From the data underneath, reproduce exactly the stretch that begins at the line with "Target: black briefcase" and ends after the line with "# put a marker on the helicopter wheel, one".

Image point grounding data:
------------------------------
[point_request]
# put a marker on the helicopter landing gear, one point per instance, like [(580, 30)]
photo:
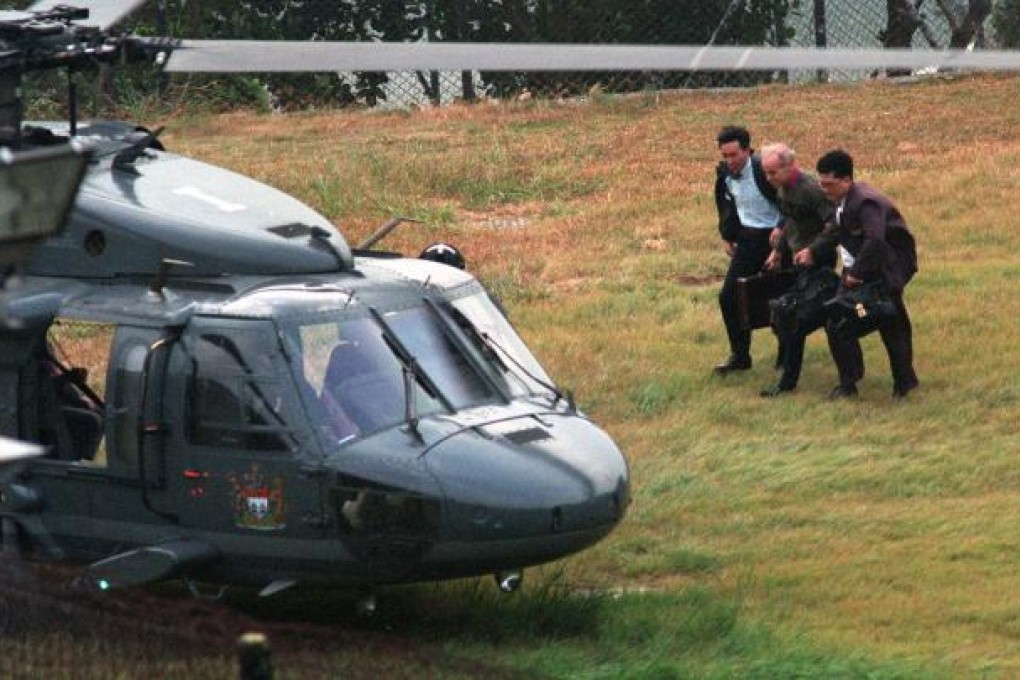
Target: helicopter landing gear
[(509, 581), (366, 606), (212, 596)]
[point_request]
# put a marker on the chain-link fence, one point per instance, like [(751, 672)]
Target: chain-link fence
[(917, 23)]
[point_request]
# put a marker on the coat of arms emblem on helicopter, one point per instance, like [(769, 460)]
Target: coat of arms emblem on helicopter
[(258, 501)]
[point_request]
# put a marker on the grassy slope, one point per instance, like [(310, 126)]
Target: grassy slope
[(873, 527)]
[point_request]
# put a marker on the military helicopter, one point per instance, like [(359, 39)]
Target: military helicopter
[(277, 408)]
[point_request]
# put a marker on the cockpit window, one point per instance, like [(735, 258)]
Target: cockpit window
[(488, 325), (419, 330), (239, 397), (352, 381)]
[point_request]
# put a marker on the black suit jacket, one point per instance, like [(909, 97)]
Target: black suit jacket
[(872, 229)]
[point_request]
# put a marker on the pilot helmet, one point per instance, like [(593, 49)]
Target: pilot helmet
[(444, 253)]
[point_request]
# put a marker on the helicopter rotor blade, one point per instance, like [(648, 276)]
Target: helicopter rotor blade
[(322, 56), (102, 13)]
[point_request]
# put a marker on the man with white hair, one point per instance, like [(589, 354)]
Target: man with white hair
[(806, 211)]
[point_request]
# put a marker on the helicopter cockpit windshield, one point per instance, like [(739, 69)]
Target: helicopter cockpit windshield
[(351, 368), (487, 325)]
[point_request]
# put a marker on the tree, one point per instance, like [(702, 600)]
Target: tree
[(967, 24), (904, 19)]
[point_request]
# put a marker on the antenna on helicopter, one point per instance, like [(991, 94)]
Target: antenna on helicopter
[(124, 160), (159, 280), (381, 232)]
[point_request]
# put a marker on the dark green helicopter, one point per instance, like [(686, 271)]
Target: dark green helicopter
[(277, 408)]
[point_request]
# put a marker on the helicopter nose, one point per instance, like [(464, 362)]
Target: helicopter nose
[(544, 487)]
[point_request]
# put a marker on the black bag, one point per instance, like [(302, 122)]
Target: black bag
[(802, 310), (755, 293), (856, 312)]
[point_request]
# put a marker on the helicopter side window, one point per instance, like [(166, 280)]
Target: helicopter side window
[(239, 399), (70, 408)]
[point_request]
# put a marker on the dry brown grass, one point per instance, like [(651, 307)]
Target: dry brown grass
[(865, 526)]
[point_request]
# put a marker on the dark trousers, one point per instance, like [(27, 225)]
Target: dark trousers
[(793, 341), (752, 251), (897, 336)]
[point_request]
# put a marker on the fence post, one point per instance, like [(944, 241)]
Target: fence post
[(821, 35)]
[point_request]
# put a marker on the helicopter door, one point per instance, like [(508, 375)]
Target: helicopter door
[(245, 437)]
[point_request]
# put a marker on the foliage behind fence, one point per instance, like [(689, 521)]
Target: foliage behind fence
[(834, 22)]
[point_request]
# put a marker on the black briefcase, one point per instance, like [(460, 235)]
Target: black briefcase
[(857, 312), (754, 293), (802, 308)]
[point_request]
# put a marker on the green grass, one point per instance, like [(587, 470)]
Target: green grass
[(795, 537)]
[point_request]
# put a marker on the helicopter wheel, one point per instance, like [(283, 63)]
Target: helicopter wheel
[(509, 581), (212, 596), (366, 606)]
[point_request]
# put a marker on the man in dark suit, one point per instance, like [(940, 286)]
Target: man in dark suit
[(877, 246), (749, 222)]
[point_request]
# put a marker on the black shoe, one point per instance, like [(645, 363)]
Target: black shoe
[(775, 390), (733, 363), (901, 390), (843, 391)]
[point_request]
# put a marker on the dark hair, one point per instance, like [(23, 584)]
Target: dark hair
[(734, 134), (837, 163), (444, 253)]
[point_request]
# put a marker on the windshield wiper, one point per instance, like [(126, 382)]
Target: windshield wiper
[(558, 394), (412, 370)]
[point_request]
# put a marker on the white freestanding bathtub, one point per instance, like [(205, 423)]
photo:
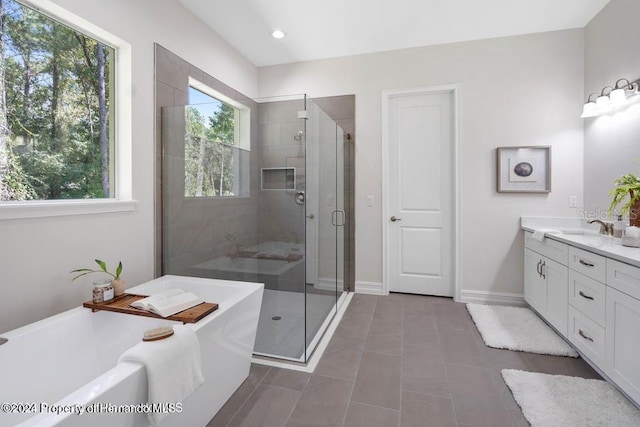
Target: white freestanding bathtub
[(69, 361)]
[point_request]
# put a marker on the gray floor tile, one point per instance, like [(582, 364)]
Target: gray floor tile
[(286, 378), (386, 327), (342, 358), (427, 338), (424, 372), (362, 303), (378, 381), (323, 403), (452, 315), (359, 415), (355, 324), (419, 321), (419, 410), (224, 415), (482, 411), (398, 360), (459, 347), (267, 406), (388, 343)]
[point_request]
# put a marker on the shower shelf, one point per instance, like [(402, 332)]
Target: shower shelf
[(258, 255)]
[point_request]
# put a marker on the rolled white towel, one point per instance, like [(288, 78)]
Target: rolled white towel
[(540, 233), (174, 368)]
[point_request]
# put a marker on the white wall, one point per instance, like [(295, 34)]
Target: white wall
[(612, 141), (37, 255), (524, 90)]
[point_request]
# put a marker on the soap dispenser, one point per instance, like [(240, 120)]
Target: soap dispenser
[(618, 227)]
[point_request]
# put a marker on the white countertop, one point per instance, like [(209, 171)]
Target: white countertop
[(576, 233)]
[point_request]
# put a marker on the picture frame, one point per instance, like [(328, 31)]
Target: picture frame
[(524, 169)]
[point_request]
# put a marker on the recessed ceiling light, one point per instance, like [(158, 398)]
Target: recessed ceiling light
[(278, 34)]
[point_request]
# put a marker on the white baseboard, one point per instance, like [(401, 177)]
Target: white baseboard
[(488, 297), (329, 284), (372, 288)]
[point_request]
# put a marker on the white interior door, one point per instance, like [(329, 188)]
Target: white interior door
[(420, 193)]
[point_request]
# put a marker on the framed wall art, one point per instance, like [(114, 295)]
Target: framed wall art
[(524, 169)]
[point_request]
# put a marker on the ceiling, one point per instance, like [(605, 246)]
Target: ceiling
[(329, 28)]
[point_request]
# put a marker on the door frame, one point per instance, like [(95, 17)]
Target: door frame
[(454, 90)]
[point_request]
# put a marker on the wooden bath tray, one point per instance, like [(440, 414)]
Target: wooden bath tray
[(121, 305)]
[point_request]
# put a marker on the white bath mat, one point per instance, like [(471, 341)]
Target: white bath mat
[(557, 400), (517, 328)]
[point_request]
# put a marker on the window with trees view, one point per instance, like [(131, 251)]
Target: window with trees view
[(56, 109), (215, 147)]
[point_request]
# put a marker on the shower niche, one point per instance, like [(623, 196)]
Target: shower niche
[(282, 179), (285, 227)]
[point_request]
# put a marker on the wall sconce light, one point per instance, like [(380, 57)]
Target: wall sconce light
[(610, 98)]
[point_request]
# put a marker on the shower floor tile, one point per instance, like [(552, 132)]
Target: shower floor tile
[(281, 330)]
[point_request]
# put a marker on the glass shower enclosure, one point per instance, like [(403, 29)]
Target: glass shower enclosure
[(262, 201)]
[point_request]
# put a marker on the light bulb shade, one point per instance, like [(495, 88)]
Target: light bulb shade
[(589, 110), (618, 96), (603, 104)]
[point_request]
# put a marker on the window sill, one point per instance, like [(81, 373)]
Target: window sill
[(42, 209)]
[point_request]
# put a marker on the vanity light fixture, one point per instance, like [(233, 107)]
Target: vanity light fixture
[(610, 98), (278, 34), (590, 108), (603, 102)]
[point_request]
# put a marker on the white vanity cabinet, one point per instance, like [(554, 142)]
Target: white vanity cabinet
[(546, 280), (622, 363), (593, 299)]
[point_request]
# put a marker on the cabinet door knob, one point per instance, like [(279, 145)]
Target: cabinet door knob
[(583, 295), (585, 336), (585, 263)]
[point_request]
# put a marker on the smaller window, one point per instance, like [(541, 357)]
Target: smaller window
[(217, 144)]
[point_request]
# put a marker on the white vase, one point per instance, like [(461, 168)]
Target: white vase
[(118, 286)]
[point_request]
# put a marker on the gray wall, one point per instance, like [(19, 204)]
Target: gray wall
[(193, 230), (524, 90), (611, 142)]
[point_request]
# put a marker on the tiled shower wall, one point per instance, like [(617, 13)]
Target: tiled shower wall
[(194, 229), (280, 218)]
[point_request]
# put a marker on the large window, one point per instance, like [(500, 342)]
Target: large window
[(216, 144), (56, 109)]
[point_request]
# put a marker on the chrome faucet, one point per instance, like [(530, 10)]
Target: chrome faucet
[(605, 228)]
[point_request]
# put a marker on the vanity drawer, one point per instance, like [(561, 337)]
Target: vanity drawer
[(587, 263), (559, 252), (588, 296), (623, 277), (587, 336)]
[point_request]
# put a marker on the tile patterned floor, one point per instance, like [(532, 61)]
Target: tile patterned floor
[(395, 361)]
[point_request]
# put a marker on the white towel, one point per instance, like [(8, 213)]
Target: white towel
[(174, 369), (539, 233)]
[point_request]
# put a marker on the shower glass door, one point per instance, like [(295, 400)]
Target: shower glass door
[(269, 211), (324, 221)]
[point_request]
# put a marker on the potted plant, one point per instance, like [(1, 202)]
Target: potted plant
[(627, 185), (117, 283)]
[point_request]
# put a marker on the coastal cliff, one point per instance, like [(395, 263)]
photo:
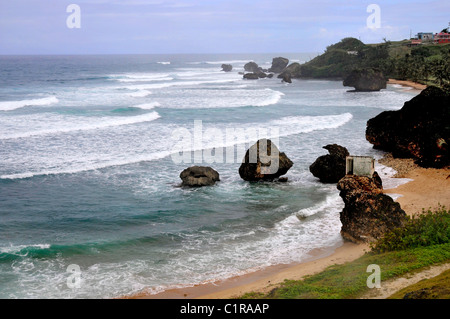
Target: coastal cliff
[(419, 130)]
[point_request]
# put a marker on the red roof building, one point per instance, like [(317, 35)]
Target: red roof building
[(440, 38)]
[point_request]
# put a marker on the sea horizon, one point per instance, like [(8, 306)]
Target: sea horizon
[(87, 176)]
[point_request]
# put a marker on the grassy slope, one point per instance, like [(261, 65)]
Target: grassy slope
[(423, 241), (349, 281)]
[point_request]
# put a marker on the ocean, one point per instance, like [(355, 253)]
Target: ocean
[(90, 203)]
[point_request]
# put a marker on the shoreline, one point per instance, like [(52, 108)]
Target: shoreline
[(263, 280), (427, 188), (405, 83)]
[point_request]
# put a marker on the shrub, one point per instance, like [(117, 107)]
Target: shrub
[(426, 229)]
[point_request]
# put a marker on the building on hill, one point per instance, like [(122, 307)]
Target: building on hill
[(441, 38), (425, 36)]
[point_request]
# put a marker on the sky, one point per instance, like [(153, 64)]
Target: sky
[(208, 26)]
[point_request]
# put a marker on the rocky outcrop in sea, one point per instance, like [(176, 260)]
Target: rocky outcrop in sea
[(419, 130), (227, 67), (368, 213), (264, 162), (278, 64), (366, 80), (197, 176), (293, 71), (330, 168)]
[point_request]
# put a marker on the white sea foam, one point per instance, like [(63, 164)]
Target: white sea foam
[(227, 62), (147, 106), (17, 248), (179, 83), (219, 98), (140, 93), (86, 167), (60, 125), (332, 202), (305, 124), (12, 105), (141, 77)]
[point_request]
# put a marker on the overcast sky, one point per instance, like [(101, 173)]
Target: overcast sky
[(207, 26)]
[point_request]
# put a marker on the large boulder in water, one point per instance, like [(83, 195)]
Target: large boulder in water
[(227, 67), (366, 80), (419, 130), (293, 71), (264, 162), (197, 176), (278, 64), (330, 168), (368, 213), (252, 67), (251, 76)]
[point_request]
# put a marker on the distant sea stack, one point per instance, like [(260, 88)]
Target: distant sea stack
[(293, 71), (330, 168), (278, 64), (227, 67), (197, 176), (368, 213), (366, 80), (252, 67), (419, 130), (264, 162)]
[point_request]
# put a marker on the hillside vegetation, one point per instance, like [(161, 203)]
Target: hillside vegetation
[(423, 241), (428, 64)]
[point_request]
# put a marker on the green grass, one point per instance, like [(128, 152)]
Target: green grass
[(434, 288), (349, 281), (422, 242)]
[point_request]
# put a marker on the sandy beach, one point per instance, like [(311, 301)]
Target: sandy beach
[(429, 188)]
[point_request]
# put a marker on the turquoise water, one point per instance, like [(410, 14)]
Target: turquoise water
[(88, 177)]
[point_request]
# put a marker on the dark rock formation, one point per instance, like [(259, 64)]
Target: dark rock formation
[(366, 80), (293, 70), (330, 168), (278, 64), (287, 78), (368, 213), (264, 161), (196, 176), (255, 75), (251, 76), (420, 130), (252, 67), (227, 67)]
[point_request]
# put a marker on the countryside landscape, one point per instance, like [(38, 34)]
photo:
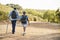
------------------------------
Your solution
Target: black briefcase
[(857, 312), (754, 293), (802, 308)]
[point_request]
# put a marker on the green grass, one point per instance, like [(587, 470)]
Target: green grass
[(795, 537)]
[point_request]
# put a marker on the helicopter wheel, one point per instance, like [(283, 63)]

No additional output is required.